問題文 1: NFTのエコシステムについての文章から、NFTの利用法として挙げられているものをすべて書き出してください。
問題文 2: NFTのエコシステムについての文章は途中で終わっています。最後の文のあとから、その続きを書き足してください。
━━━━━ 抜粋文
NFTのエコシステムについて
はじめに
昨年から大きな注目を集めるNFTですが、NFTにはさまざまな利用法があります。アート作品、音楽、チケット、さらにはDefiへの流動性の供給の証明書としてのNFT、Defiにおける担保としてのNFTなどがあります。このブログの読者の中にも、NFTに興味を持っている方、NFTを購入された方、独自コントラクトを書いて、NFTを発行された方などがいるはずです。今後NFTは、さらに身近な存在になっていくと考えられます。
現在、多くの人がスマートフォンを使って、インターネットを利用しています。しかし、多くの人がインターネットの背景にある技術を知りません。同様に、NFTを実際に購入したが、NFTの背景にある技術を知らないという人も多いのではないでしょうか?
そのため、今回はNFTのエコシステムについてみていきます。最初にエコシステムとは何かを考え、次にNFTのエコシステムについて書いていきます。そもそもNFTって何?と疑問がある方は、最初にこちらの記事を読んでみてください。
エコシステムとは?
エコシステムとは、次のように定義されています。
━━━━━━━━━━
━━━━━ 提供資料
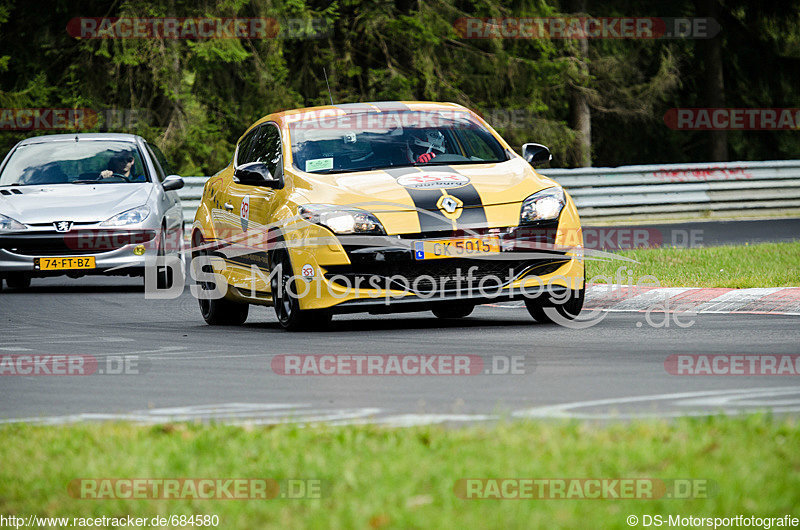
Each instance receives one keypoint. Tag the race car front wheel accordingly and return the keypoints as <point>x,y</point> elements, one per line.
<point>285,300</point>
<point>219,312</point>
<point>545,309</point>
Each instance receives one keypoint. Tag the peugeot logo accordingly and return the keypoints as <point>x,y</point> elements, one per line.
<point>449,204</point>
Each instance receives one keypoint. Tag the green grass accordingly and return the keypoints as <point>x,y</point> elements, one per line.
<point>761,265</point>
<point>404,478</point>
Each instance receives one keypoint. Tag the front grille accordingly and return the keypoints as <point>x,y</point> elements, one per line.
<point>441,275</point>
<point>79,242</point>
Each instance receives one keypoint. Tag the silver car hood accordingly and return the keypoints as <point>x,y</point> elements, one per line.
<point>80,203</point>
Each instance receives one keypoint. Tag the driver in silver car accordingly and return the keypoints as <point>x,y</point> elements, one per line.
<point>122,165</point>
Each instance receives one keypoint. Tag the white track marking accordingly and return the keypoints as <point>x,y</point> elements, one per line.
<point>733,300</point>
<point>569,410</point>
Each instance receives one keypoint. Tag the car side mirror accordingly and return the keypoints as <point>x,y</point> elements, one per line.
<point>536,154</point>
<point>172,183</point>
<point>256,174</point>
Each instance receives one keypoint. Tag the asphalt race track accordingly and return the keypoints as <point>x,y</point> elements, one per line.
<point>188,370</point>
━━━━━━━━━━
解答 1:
・アート作品
・音楽
・チケット
・Defiへの流動性の供給の証明書としてのNFT
・Defiにおける担保としてのNFT

解答 2:
ビジネス生態系。本来は生態系を指す英語「ecosystem」を比喩的に用い、主に情報通信産業において、動植物の食物連鎖や物質循環といった生物群の循環系という元の意味から転化して、経済的な依存関係や協調関係、または強者を頂点とする新たな成長分野でのピラミッド型の産業構造といった、新規な産業体系を構成しつつある発展途上の分野での企業間の連携関係全体を表すのに用いられる用語である。(Wikipedia)
定義の中で使われている連携関係という単語があります。この単語から、エコシステムは多くの構成要素、参加者の上に成り立っていることが推測されます。それではNFTエコシステムはどのような構成になっているのでしょうか?
NFTのエコシステム
ここからはNFTのエコシステムを構成するアクターについて見ていきます。
ブロックチェーン
NFTの特徴である、過去から現在におけるトークン所有権の追跡についてです。この特徴は、
①NFTがブロックチェーン上で発行されること
②トランザクションを通じて、NFTの所有権の移行がブロックチェーン上で保管されること
で可能になります。ブロックチェーンに保存された情報は、書き換えることができません。この情報が多くの人によって共有されることにより、所有権が保証されます。もしブロックチェーンにおいて、過去のトランザクションを書き換えることが可能だとします。この状況では、NFTは現在の所有者を正しく示すことはできません。このことからブロックチェーンは、NFTのエコシステムの重要なアクターと言えます。多くのNFTプロジェクトが利用しているブロックチェーンとしてEthereum、Solanaなどがあります。スマートコントラクトも含め、ブロックチェーンについては、次回以降さらに紹介していきたいと思います。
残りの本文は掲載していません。